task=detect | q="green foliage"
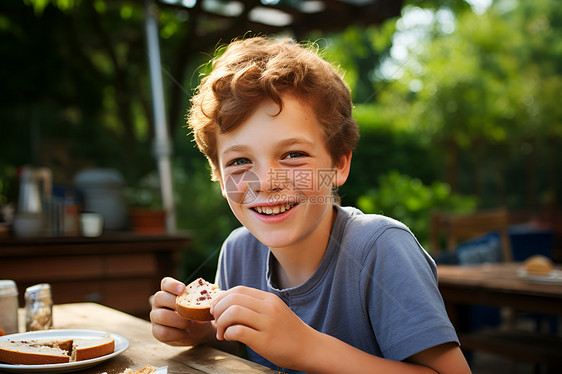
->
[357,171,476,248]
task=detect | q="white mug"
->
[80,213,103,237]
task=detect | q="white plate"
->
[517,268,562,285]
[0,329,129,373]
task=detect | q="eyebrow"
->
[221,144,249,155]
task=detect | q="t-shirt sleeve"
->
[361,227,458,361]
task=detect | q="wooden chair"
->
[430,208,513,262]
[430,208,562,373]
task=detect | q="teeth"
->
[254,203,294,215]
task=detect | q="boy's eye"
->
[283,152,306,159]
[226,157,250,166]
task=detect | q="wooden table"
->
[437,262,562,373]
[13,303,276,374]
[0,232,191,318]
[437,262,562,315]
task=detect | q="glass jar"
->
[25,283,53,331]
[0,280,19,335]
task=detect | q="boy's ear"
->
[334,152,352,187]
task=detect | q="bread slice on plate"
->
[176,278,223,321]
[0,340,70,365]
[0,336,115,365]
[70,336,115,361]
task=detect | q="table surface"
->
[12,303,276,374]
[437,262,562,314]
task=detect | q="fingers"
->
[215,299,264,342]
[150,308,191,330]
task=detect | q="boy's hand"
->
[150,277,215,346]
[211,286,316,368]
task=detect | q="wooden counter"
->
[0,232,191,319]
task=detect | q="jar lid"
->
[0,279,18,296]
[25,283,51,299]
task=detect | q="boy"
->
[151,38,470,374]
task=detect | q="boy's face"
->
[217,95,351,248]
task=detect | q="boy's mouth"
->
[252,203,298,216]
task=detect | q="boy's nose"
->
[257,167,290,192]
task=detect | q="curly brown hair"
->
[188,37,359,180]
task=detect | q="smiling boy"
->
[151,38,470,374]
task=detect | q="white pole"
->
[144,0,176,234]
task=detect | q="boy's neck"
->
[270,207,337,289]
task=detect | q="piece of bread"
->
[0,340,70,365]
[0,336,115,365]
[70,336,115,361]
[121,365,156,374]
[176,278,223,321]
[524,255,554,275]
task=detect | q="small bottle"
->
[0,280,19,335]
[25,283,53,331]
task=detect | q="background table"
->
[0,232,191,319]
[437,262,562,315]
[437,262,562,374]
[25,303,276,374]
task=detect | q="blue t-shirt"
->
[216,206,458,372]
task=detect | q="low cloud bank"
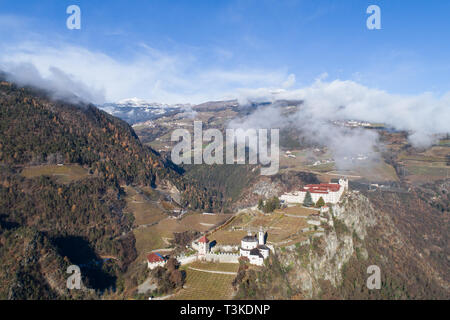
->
---
Do this -
Copy every line of the listing above that contains the word "bread". Case counts.

Result of the exercise -
task=detect | q="bread slice on plate"
task=detect | q="piece of bread"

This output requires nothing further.